Schreibe die Zeilen aus den Datensätzen unten unverändert ab. Beginne mit der Zeile, die „the garden umbrella?“ enthält, und ende mit der letzten Zeile der Datensätze.

━━━━━━━━━━

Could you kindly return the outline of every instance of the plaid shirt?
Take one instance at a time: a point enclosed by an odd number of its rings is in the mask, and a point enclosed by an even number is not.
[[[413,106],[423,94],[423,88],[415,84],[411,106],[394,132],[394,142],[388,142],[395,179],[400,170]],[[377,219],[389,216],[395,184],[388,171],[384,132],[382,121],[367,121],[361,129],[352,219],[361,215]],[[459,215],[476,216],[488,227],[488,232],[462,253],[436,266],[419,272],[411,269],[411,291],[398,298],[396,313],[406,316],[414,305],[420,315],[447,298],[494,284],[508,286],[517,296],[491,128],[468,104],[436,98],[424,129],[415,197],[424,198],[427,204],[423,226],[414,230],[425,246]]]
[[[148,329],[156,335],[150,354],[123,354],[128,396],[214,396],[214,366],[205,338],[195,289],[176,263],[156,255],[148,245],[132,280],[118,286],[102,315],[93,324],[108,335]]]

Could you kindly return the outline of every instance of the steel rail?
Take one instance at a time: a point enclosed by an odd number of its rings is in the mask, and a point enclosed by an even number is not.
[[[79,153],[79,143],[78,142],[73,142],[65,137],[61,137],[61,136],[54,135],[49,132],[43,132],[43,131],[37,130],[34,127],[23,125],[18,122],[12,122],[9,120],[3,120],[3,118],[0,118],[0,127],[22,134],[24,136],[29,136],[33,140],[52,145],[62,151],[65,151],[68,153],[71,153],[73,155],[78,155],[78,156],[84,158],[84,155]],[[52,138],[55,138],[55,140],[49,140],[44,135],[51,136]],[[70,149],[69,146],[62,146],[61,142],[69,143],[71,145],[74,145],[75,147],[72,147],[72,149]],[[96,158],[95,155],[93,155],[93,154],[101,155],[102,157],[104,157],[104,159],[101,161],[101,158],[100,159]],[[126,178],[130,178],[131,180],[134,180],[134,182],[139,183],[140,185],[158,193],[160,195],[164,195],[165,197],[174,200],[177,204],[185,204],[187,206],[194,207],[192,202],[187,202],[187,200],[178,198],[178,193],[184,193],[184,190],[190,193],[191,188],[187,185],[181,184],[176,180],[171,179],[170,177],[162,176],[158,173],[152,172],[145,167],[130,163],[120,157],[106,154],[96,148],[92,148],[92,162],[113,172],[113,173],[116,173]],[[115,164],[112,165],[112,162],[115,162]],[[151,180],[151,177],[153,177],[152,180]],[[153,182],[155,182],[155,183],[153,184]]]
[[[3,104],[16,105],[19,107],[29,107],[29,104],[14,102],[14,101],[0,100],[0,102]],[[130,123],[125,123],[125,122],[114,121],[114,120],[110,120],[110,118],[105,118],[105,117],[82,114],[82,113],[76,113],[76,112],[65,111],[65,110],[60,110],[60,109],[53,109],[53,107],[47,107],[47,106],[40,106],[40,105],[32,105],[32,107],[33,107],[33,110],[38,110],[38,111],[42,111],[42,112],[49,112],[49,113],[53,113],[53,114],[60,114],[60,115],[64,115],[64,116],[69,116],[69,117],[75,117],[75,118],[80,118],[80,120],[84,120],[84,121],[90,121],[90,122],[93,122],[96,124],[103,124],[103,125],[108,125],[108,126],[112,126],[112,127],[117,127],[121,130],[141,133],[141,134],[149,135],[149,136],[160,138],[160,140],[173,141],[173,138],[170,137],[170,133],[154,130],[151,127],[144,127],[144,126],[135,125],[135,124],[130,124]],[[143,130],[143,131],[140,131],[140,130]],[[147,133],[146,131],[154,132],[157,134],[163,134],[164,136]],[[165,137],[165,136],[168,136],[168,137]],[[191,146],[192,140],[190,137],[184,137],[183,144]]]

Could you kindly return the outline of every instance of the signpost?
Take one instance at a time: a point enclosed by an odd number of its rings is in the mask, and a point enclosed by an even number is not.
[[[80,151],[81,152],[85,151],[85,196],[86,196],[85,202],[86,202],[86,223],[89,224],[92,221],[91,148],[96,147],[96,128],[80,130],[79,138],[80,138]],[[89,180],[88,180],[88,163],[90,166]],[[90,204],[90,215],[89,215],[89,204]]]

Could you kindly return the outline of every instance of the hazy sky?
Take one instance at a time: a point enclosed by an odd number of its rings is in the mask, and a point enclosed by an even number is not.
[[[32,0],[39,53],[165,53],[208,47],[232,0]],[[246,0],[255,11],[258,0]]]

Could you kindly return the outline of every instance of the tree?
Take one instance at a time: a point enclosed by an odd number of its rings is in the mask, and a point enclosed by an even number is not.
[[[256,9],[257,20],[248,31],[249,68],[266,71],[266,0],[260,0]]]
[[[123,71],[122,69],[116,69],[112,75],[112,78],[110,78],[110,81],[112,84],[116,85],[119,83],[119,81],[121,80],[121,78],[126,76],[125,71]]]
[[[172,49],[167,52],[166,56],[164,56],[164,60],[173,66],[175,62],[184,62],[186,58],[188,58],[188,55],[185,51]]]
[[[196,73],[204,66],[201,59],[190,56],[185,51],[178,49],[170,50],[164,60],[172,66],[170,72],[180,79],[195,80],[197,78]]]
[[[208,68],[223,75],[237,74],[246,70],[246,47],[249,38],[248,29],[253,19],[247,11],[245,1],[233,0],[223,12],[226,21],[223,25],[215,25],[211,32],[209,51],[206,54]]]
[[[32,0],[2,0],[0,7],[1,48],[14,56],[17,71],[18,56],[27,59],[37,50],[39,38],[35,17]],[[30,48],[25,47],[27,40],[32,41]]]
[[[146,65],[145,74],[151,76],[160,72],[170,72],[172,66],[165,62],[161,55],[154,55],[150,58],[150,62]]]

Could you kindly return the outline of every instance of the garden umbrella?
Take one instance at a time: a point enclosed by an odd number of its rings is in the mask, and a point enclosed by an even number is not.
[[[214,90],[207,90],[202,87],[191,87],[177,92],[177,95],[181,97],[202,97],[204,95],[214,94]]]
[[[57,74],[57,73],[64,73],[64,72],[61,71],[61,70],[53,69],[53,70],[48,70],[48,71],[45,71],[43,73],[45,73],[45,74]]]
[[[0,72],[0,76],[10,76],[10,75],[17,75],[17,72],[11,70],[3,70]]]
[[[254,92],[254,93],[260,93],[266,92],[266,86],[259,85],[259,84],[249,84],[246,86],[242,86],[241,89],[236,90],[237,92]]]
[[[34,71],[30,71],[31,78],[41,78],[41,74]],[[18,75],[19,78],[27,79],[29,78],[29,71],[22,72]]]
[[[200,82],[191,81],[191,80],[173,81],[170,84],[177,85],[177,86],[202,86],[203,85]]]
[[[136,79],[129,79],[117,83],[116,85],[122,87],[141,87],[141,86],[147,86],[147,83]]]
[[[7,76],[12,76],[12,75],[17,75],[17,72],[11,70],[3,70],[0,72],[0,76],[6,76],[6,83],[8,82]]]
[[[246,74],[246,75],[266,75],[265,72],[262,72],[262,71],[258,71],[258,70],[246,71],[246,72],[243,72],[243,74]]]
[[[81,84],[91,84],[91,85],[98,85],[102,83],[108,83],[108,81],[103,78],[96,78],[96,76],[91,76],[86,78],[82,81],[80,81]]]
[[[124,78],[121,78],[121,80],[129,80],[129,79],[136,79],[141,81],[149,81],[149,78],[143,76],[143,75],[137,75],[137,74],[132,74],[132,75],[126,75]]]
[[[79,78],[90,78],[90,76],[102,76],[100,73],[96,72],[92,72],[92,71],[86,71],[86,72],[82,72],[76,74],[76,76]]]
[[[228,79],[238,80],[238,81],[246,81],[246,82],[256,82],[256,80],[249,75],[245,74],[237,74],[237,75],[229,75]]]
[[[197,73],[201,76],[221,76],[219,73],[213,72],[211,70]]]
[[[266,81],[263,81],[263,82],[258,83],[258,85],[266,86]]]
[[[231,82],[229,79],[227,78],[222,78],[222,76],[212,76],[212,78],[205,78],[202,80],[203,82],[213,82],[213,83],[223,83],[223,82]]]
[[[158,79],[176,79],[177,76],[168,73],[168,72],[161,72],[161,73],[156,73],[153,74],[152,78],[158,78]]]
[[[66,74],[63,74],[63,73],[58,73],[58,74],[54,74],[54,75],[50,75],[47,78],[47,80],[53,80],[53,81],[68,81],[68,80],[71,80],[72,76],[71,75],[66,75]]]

━━━━━━━━━━

ERGEBNIS UNTEN |
Could you kindly return the outline of every instance of the garden umbrella?
Take one instance at a time: a point enclosed by an odd number of its rings is in the mask, and a point enclosed by an even number is not.
[[[214,90],[207,90],[202,87],[191,87],[177,92],[177,95],[181,97],[202,97],[204,95],[214,94]]]
[[[57,74],[57,73],[64,73],[64,72],[61,71],[61,70],[53,69],[53,70],[48,70],[48,71],[45,71],[43,73],[45,73],[45,74]]]
[[[0,72],[0,76],[10,76],[10,75],[17,75],[17,72],[11,70],[3,70]]]
[[[254,92],[254,93],[260,93],[266,92],[266,86],[259,85],[259,84],[249,84],[246,86],[242,86],[241,89],[236,90],[237,92]]]
[[[34,71],[30,71],[31,78],[41,78],[41,74]],[[18,75],[19,78],[27,79],[29,78],[29,71],[22,72]]]
[[[200,82],[191,81],[191,80],[173,81],[170,84],[177,85],[177,86],[202,86],[203,85]]]
[[[136,79],[129,79],[117,83],[116,85],[122,87],[141,87],[141,86],[147,86],[147,83]]]
[[[7,76],[12,76],[12,75],[17,75],[17,72],[11,70],[3,70],[0,72],[0,76],[6,76],[6,83],[8,82]]]
[[[246,74],[246,75],[266,75],[265,72],[262,72],[262,71],[258,71],[258,70],[246,71],[246,72],[243,72],[243,74]]]
[[[81,84],[91,84],[91,85],[98,85],[102,83],[108,83],[108,81],[103,78],[96,78],[96,76],[91,76],[86,78],[82,81],[80,81]]]
[[[124,78],[121,78],[121,80],[129,80],[129,79],[136,79],[141,81],[149,81],[149,78],[143,76],[143,75],[137,75],[137,74],[132,74],[132,75],[126,75]]]
[[[79,78],[90,78],[90,76],[102,76],[100,73],[96,72],[92,72],[92,71],[86,71],[86,72],[82,72],[76,74],[76,76]]]
[[[228,79],[238,80],[238,81],[246,81],[246,82],[256,82],[256,80],[249,75],[245,74],[237,74],[237,75],[229,75]]]
[[[197,73],[201,76],[221,76],[219,73],[213,72],[211,70]]]
[[[266,81],[263,81],[263,82],[258,83],[258,85],[266,86]]]
[[[231,82],[229,79],[227,78],[222,78],[222,76],[212,76],[212,78],[205,78],[202,80],[203,82],[213,82],[213,83],[223,83],[223,82]]]
[[[158,79],[176,79],[177,76],[168,73],[168,72],[161,72],[161,73],[156,73],[153,74],[152,78],[158,78]]]
[[[66,74],[63,74],[63,73],[58,73],[58,74],[54,74],[54,75],[50,75],[47,78],[47,80],[53,80],[53,81],[68,81],[68,80],[71,80],[72,76],[71,75],[66,75]]]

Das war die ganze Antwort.